__OBJECTIVE__.
Reproduce the listing below in full, replacing each occurrence of "Reported" with "Marked" and keeping every other character the same.
::::::::::
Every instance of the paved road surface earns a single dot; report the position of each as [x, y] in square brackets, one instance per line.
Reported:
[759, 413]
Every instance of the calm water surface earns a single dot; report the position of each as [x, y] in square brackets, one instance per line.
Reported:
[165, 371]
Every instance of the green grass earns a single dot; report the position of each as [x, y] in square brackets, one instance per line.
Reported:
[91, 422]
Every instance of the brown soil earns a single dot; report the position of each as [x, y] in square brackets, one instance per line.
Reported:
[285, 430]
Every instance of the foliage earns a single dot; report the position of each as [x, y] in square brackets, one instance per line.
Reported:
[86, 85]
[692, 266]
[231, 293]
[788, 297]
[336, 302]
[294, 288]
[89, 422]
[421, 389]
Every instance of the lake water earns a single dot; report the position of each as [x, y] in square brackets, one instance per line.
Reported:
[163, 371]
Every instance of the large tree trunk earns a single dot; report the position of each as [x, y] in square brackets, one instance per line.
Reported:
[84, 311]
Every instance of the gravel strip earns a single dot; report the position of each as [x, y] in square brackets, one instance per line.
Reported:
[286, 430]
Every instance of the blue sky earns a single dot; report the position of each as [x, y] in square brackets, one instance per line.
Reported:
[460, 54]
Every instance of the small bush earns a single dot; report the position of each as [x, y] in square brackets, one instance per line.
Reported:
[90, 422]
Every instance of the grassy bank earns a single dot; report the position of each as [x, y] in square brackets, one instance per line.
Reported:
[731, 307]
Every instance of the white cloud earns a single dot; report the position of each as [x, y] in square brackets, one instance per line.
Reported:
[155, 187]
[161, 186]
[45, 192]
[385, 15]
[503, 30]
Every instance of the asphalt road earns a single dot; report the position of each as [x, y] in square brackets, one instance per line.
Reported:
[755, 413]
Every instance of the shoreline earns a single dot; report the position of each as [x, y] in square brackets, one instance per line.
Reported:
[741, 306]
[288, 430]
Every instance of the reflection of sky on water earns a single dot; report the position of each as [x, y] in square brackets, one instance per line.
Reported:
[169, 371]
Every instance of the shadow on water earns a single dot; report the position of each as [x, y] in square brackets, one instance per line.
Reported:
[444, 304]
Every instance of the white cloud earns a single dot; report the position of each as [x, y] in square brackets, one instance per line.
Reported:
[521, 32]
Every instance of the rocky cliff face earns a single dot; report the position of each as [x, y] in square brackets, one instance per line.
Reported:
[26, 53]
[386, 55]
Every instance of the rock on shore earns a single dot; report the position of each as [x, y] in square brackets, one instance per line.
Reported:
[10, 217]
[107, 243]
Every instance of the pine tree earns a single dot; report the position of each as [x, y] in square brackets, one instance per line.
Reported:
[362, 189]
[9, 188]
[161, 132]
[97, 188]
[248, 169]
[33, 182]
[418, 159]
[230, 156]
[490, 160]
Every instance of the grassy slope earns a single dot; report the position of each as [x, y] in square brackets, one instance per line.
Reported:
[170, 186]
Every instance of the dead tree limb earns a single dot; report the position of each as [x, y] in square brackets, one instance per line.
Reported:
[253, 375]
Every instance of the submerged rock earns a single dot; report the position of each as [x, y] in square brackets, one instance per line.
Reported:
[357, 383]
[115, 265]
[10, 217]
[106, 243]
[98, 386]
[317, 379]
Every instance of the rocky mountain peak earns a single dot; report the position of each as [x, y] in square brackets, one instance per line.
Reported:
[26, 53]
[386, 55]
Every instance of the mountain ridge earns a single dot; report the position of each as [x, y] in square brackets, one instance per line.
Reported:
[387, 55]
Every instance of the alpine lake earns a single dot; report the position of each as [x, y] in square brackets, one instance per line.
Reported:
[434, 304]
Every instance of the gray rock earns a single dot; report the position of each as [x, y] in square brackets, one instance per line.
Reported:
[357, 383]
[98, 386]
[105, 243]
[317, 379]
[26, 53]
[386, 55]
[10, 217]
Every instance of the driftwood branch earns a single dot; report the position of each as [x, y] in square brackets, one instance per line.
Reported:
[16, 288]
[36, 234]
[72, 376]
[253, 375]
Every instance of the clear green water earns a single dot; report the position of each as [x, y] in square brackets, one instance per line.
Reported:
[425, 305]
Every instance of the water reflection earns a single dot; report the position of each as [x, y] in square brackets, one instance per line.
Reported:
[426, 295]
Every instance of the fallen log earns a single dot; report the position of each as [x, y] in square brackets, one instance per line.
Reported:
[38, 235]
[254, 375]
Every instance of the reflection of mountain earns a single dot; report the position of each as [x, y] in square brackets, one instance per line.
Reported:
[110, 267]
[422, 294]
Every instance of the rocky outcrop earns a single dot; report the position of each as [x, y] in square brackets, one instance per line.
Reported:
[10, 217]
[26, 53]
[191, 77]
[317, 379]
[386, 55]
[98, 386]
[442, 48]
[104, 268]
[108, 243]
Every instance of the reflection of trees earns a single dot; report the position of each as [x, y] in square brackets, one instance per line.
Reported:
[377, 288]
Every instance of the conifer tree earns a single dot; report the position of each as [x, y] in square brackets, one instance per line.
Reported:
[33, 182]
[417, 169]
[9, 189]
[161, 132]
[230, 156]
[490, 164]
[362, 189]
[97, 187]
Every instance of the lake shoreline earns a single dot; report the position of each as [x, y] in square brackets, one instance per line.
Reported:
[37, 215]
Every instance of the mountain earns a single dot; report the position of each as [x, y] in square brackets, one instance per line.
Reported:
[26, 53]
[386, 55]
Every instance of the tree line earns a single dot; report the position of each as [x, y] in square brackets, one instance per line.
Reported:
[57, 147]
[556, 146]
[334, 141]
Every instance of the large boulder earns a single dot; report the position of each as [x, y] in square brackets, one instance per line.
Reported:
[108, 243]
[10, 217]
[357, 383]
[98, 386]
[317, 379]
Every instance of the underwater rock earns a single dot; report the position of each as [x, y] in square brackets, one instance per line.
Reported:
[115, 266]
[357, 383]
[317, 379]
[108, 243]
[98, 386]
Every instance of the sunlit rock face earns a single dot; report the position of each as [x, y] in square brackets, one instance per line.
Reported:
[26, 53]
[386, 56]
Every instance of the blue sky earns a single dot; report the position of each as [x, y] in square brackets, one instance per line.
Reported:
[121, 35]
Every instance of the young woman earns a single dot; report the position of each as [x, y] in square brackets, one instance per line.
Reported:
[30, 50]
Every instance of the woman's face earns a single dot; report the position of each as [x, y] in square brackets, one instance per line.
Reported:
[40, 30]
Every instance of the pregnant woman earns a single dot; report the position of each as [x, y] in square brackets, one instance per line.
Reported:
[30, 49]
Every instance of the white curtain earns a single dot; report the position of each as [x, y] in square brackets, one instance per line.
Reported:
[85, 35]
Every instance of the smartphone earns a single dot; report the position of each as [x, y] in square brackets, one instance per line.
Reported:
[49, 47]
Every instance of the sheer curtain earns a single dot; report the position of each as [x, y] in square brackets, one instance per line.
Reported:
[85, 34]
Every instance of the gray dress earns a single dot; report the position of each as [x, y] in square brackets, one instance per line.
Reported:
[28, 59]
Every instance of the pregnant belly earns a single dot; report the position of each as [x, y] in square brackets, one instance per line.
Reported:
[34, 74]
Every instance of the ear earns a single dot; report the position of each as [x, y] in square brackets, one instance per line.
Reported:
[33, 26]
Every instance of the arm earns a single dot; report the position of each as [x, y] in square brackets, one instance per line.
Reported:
::::::::::
__EXERCISE RESULT__.
Every instance of the paved road surface earns a single dot; report the position of each as [x, y] in square brackets, one instance per line.
Marked:
[759, 413]
Every instance of the calm water surface earns a single dot; report the position of each as [x, y] in square brackets, one instance per line.
Marked:
[165, 371]
Every instance of the green grass earns a single dot; report the position of each as [x, y] in square brackets, one instance per line.
Marked:
[91, 422]
Every instance of the brown soil earns a single dot; report the position of each as [x, y] in square brackets, one instance per line.
Marked:
[285, 430]
Every instance of the foliage earns a single dot; report the position of each as [x, y] in square brackets, one instance per line.
Marked:
[86, 85]
[692, 266]
[231, 293]
[788, 297]
[336, 302]
[294, 288]
[89, 422]
[421, 389]
Every instance of the lake water earns a single dot; report the position of each as [x, y] in square brackets, one instance per line.
Marked:
[163, 371]
Every instance of the large tree trunk earns a single dot; report the position of each as [x, y] in square brackets, one instance per line.
Marked:
[84, 311]
Every instance of the gravel strip earns a single dot; report the position of each as [x, y] in square brackets, one instance per line.
Marked:
[286, 430]
Every instance of the blue sky earns a single dot; report the position of each as [x, y] in square brackets, one instance per line.
Marked:
[460, 54]
Every instance of the small bush earns a single dot; report the position of each as [x, y] in square brackets, one instance per line.
Marked:
[90, 422]
Every instance of the grassy bank earns a single dot; report the position of each as [x, y] in square brackets, one instance per line.
Marked:
[731, 307]
Every instance of the white cloud earns a single dot; report the position of each as [x, y] in square brackets, one instance per line.
Marked:
[155, 187]
[161, 186]
[45, 192]
[385, 15]
[503, 30]
Every instance of the asphalt road earns a single dot; report the position of each as [x, y] in square brackets, one instance per line.
Marked:
[755, 413]
Every instance of the shoreline earns a single dot; report the position of each as [x, y] in square brackets, one instance per line.
Marked:
[741, 306]
[288, 430]
Every instance of the reflection of sky on water earns a single dot; report the position of each as [x, y] in square brackets, one instance per line.
Marked:
[169, 371]
Every instance of the shadow on water earns a single dot; report the position of each as [x, y] in square brackets, one instance per line.
Marked:
[444, 304]
Every instance of the white cloud earns a single dot; report the position of each as [x, y] in square brackets, one instance per line.
Marked:
[521, 32]
Every instance of the rocky cliff face earns a single dot; report the position of each as [x, y] in square brackets, one instance per line.
Marked:
[26, 53]
[386, 55]
Every instance of the rock on shore earns a single dot; report the position of each as [x, y] in square brackets, one instance per line.
Marked:
[10, 217]
[107, 243]
Every instance of the pine tree earns a single dot; report the position of each as [x, y] in square brackets, one instance per line.
Marked:
[362, 189]
[9, 188]
[161, 132]
[97, 188]
[248, 169]
[33, 182]
[418, 159]
[230, 156]
[490, 160]
Every instance of the grassy slope earns a single dot; report the position of each as [x, y] in square brackets, one instance per line.
Marked:
[170, 186]
Every instance of the dead tree limb earns a single dot; report the position of each as [x, y] in square brackets, one instance per line.
Marked:
[253, 375]
Every instance of the submerged rock earns a single dot; report the position of each as [x, y] in square brackets, one instance per line.
Marked:
[357, 383]
[115, 265]
[10, 217]
[106, 243]
[98, 386]
[317, 379]
Every instance of the rocky mountain peak earns a single dot; report the position of each as [x, y] in square brackets, one instance per line.
Marked:
[26, 53]
[386, 55]
Every instance of the mountain ridge earns a single dot; report the position of each as [x, y] in square brackets, one instance per line.
Marked:
[387, 55]
Every instance of the alpine lake earns a single dot; report the position of each as [x, y] in square brackets, one instance per line.
Marked:
[434, 304]
Every instance of the gray rock earns a single dot; report the position of each as [x, y] in square brackets, one instance per line.
Marked:
[357, 383]
[98, 386]
[105, 243]
[317, 379]
[26, 53]
[386, 55]
[10, 217]
Every instance of the driftwood branch earns a single dot; report the position of each as [x, y] in square brackets, one instance per line.
Marked:
[16, 288]
[36, 234]
[72, 376]
[253, 375]
Every instance of the clear green water earns a single dot; report the position of each as [x, y] in square brackets, one instance per line.
Marked:
[425, 305]
Every instance of the water reflection earns a single dot; report the position of each as [x, y] in square brackets, one instance per line.
Marked:
[426, 295]
Every instance of the fallen log earns a single dot; report the position of each as [x, y] in square brackets, one instance per line.
Marked:
[38, 235]
[254, 375]
Every instance of the reflection of mountain earns a single dot; report the position of each as [x, y] in square brackets, one instance per line.
Marked:
[110, 267]
[422, 294]
Every instance of the rocky outcrop earns a single dot; report the position of each as [x, y] in square brackets, one instance per line.
Marked:
[10, 217]
[26, 53]
[191, 77]
[317, 379]
[386, 55]
[98, 386]
[442, 48]
[104, 268]
[108, 243]
Every instance of the reflection of trees earns a single dot; report the position of each as [x, y] in square brackets, one instance per line.
Marked:
[377, 288]
Every instance of the conifer tree earns a single dot; report the position of each as [x, y] in square brackets, one instance per line.
Marked:
[33, 182]
[417, 169]
[9, 189]
[161, 132]
[230, 156]
[490, 164]
[362, 189]
[97, 187]
Every instance of the lake shoreline earns a single dot; report the position of each as [x, y] in square brackets, one instance per line.
Marked:
[37, 215]
Every instance of the mountain earns a single dot; report the position of each as [x, y] in square brackets, one instance per line.
Marked:
[26, 53]
[386, 55]
Every instance of the tree line earns a single dot; report the position of each as [x, y] in square brackets, one instance per line.
Marked:
[57, 147]
[556, 146]
[334, 141]
Every instance of the large boulder earns a single dot; report the position of each as [x, y] in square brackets, one instance per line.
Marked:
[108, 243]
[10, 217]
[357, 383]
[98, 386]
[317, 379]
Every instance of the underwater rock earns a single dot; report the position of each as [x, y] in square brackets, one instance per line.
Marked:
[115, 266]
[357, 383]
[317, 379]
[108, 243]
[98, 386]
Every instance of the sunlit rock face earns a single dot; report the position of each as [x, y] in square brackets, one instance per line.
Marked:
[26, 53]
[386, 56]
Every instance of the blue sky earns a single dot; report the position of each as [x, y] in square brackets, one instance per line.
Marked:
[121, 35]
Every instance of the young woman earns a single dot; report the position of each as [x, y] in square brackets, one instance per line.
Marked:
[30, 50]
Every instance of the woman's face earns a single dot; report the position of each as [x, y] in square brackets, one instance per line.
Marked:
[40, 30]
Every instance of the pregnant woman earns a single dot; report the position of each as [x, y] in square brackets, one instance per line.
Marked:
[30, 49]
Every instance of the white curtain earns a single dot; report the position of each as [x, y] in square brackets, one instance per line.
Marked:
[85, 35]
Every instance of the smartphone earns a single dot; report the position of each as [x, y] in square brackets, one instance per line.
Marked:
[49, 47]
Every instance of the sheer curtain earns a single dot; report the position of each as [x, y] in square brackets, one instance per line.
Marked:
[85, 34]
Every instance of the gray dress earns a single dot; report the position of each as [x, y] in square brackets, one instance per line.
Marked:
[28, 59]
Every instance of the pregnant belly earns a single dot; report the position of each as [x, y] in square brackets, one instance per line.
Marked:
[34, 74]
Every instance of the ear earns a single dot; report the position of each as [x, y] in square brackets, one instance per line.
Marked:
[33, 26]
Every instance of the arm earns a single dot; report the position of each as [x, y] in square brackets, one instance per line.
Marked:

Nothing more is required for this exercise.